_WHAT IS EXPECTED_
Retype every line of the material below without changing anything.

╭─ ITEMS

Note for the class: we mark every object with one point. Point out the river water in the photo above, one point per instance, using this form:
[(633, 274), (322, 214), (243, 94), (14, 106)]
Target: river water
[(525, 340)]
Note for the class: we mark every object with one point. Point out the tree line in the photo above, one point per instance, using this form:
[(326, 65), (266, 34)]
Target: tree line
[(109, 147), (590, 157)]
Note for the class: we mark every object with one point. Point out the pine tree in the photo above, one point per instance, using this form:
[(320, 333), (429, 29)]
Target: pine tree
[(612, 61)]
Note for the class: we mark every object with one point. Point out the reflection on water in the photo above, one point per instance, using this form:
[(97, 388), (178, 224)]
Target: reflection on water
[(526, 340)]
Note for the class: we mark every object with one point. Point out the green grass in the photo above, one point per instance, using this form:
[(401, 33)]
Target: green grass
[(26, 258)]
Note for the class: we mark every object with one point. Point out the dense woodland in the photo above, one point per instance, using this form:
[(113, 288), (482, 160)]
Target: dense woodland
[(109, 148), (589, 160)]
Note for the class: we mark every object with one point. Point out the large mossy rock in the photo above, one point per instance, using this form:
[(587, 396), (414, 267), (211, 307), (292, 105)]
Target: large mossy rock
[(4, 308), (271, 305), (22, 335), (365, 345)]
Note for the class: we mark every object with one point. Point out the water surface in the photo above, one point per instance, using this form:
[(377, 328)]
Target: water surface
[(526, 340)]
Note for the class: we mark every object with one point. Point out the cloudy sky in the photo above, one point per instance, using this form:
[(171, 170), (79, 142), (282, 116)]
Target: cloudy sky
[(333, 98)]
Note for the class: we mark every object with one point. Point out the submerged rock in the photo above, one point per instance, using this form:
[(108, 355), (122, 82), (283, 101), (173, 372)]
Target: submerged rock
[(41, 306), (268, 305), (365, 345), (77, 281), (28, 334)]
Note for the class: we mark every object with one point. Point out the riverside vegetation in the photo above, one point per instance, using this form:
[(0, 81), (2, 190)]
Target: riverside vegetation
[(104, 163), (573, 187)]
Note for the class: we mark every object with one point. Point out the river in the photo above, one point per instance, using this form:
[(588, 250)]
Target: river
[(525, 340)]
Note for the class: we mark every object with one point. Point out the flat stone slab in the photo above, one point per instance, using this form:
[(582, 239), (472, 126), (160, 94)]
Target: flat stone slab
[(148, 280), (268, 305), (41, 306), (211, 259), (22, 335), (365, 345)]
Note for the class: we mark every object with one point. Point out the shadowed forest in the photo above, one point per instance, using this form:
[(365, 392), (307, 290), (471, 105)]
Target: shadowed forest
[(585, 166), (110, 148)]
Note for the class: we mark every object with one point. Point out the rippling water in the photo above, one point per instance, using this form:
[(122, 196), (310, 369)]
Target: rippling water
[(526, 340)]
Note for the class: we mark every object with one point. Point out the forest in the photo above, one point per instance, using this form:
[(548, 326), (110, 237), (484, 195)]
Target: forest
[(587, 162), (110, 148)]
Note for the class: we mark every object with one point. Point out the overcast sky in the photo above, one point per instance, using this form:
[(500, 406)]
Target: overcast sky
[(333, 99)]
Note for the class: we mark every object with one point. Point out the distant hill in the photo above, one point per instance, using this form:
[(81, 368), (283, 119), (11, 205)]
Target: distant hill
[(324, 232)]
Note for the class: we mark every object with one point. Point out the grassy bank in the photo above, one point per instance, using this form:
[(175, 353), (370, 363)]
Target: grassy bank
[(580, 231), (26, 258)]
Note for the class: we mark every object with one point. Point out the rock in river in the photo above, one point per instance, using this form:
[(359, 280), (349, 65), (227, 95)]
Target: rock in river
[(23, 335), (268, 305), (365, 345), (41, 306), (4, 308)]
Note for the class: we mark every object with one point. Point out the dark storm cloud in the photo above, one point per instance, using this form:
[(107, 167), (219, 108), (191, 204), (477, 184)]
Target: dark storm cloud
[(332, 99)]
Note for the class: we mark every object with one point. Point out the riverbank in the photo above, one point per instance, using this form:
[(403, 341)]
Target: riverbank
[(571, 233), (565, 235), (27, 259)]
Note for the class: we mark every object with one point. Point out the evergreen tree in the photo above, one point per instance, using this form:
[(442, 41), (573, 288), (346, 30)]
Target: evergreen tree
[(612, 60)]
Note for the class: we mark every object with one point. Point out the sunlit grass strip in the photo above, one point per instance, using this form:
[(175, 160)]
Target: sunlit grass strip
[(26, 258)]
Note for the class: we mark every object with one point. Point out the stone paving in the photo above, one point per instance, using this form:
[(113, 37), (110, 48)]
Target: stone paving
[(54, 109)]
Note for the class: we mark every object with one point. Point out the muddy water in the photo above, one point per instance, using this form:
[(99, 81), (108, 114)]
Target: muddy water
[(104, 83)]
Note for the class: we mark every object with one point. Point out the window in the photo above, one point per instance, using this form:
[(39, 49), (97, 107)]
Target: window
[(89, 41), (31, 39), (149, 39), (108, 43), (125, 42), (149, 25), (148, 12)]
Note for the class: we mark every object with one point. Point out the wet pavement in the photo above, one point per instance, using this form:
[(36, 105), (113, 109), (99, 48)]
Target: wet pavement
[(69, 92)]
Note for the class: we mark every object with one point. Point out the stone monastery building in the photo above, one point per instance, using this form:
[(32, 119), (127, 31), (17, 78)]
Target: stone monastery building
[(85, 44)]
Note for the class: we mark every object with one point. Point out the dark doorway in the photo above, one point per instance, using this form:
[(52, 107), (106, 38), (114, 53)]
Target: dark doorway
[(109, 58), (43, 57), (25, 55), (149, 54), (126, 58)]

╰─

_ANSWER TO THE EXERCISE_
Note for the class: we mark every object with one point. Point out the river water in the photo above, one point per instance, using this form:
[(633, 274), (322, 214), (243, 94), (14, 106)]
Target: river water
[(525, 340)]
Note for the class: we mark every object with one point. Point out the tree line in the photo above, one point per instance, using this form:
[(326, 65), (266, 34)]
Target: tree line
[(109, 147), (590, 157)]
Note for the class: we mark every object with one point. Point out the pine tree in the photo above, one point per instance, using this form:
[(320, 333), (429, 29)]
Target: pine tree
[(612, 61)]
Note for the class: we mark every object with one point. Point out the reflection on water in the photo above, one point per instance, using this form:
[(97, 388), (178, 224)]
Target: reflection on water
[(526, 340)]
Note for the class: we mark every object with one point. Point out the green grass in the photo above, one point per instance, using this form:
[(401, 33)]
Target: green grass
[(26, 258)]
Note for the class: we mark every object with one point. Point out the dense woodland in the photo above, one point per instance, using this form:
[(113, 288), (482, 160)]
Target: dense woodland
[(109, 148), (589, 160)]
Note for the class: we mark every object with one point. Point out the large mossy rock in the photo above, one point per instance, using this form:
[(587, 396), (414, 267), (211, 307), (292, 105)]
Target: large mossy rock
[(4, 308), (271, 305), (22, 335), (365, 345)]
Note for the class: we mark every object with one point. Point out the water surface in the photo above, one point per instance, using this form:
[(377, 328)]
Target: water surface
[(526, 340)]
Note for the class: we mark every object with one point. Point out the cloudy sky in the photo above, one point per instance, using this form:
[(171, 170), (79, 142), (282, 116)]
Target: cloudy sky
[(333, 98)]
Note for the class: we mark every object with one point. Point out the submerged rock in the photo above, one point per instance, using this form:
[(108, 355), (122, 82), (283, 101), (173, 372)]
Target: submerged rock
[(41, 306), (268, 305), (365, 345), (77, 281), (28, 334)]
Note for the class: we mark every object with one point. Point out the riverside vegetation in the photo above, one point per instance, using this form:
[(0, 81), (2, 190)]
Target: riverside vegetation
[(104, 163), (573, 187)]
Note for the class: we mark every object with one point. Point out the river in the photo above, one point per instance, using this form:
[(588, 250)]
Target: river
[(525, 340)]
Note for the class: we mark every object with one point. Point out the flat stone slab in the photo above, one point per instance, using this form:
[(582, 239), (472, 126), (160, 94)]
Target: flat stone slab
[(148, 280), (268, 305), (41, 306), (211, 259), (22, 335), (365, 345)]
Note for the class: we mark every object with one point. Point out the shadowed forest in the photo above, one point per instance, using this form:
[(365, 392), (307, 290), (471, 105)]
Target: shadowed forest
[(585, 166), (110, 148)]
Note for the class: we mark every object with one point. Point out the rippling water in the photo above, one point per instance, using this form:
[(122, 196), (310, 369)]
Target: rippling water
[(526, 340)]
Note for the class: we mark every object with one point. Point out the forest in the photo above, one point per instance, using this form:
[(548, 326), (110, 237), (484, 195)]
Target: forest
[(587, 162), (110, 148)]
Note for the class: we mark every object with one point. Point out the overcast sky in the photo above, one point per instance, using this form:
[(500, 406)]
Target: overcast sky
[(333, 99)]
Note for the class: we mark every object with one point. Point out the distant hill in the photo above, one point per instance, using this form:
[(81, 368), (283, 119), (11, 205)]
Target: distant hill
[(324, 232)]
Note for the class: we mark every object with one point. Point out the grassy bank in the photo above, one point per instance, using this form:
[(175, 353), (370, 363)]
Target: grassy bank
[(580, 231), (26, 258)]
Note for the class: we mark every object with one point. Point out the rock in river in the photo above, one point per instance, using this form:
[(359, 280), (349, 65), (227, 95)]
Target: rock in river
[(23, 335), (268, 305), (365, 345), (41, 306), (4, 308)]
Note for the class: we mark every object with one point. Point out the dark storm cloud in the photo above, one point per instance, using this form:
[(107, 167), (219, 108), (191, 204), (477, 184)]
Target: dark storm cloud
[(332, 99)]
Note for the class: we mark every object with one point. Point out the riverbank in the photo above, one point per instance, using this form:
[(403, 341)]
Target: riverbank
[(571, 233), (565, 235), (27, 259)]
Note for the class: we mark every object with one point. Point out the evergreen tree in the photo above, one point per instance, using this form:
[(442, 41), (573, 288), (346, 30)]
Target: evergreen tree
[(612, 60)]
Note for the class: we mark every object with one point. Point out the sunlit grass strip in the photo above, one point per instance, using this form:
[(175, 160)]
Target: sunlit grass strip
[(26, 258)]
Note for the class: we mark every object with one point. Point out the stone paving in the photo above, one point per instance, using this form:
[(113, 37), (110, 48)]
Target: stone paving
[(54, 109)]
Note for the class: we mark every object with one point. Point out the muddy water in the photo above, one point per instance, using this form:
[(99, 81), (108, 114)]
Target: muddy water
[(104, 83)]
Note for the class: we mark every object with one point. Point out the window in the photo above, one point per instance, using this form:
[(39, 49), (97, 107)]
Target: window
[(89, 41), (31, 39), (149, 39), (108, 43), (125, 42), (149, 25), (148, 12)]
Note for the class: we mark every object with one point. Point out the wet pavement in the photo above, one point per instance, using this form:
[(36, 105), (113, 109), (99, 48)]
Target: wet pavement
[(69, 92)]
Note for the class: we mark every object with one point. Point out the stone monastery building in the photo above, one point per instance, using this form:
[(32, 119), (127, 31), (17, 78)]
Target: stone monastery building
[(85, 44)]
Note for the class: we mark every object with one point. Point out the dark doorway in the photo above, one point per instance, using this form:
[(52, 107), (106, 38), (114, 53)]
Target: dark doorway
[(109, 58), (43, 57), (25, 55), (149, 54), (126, 58)]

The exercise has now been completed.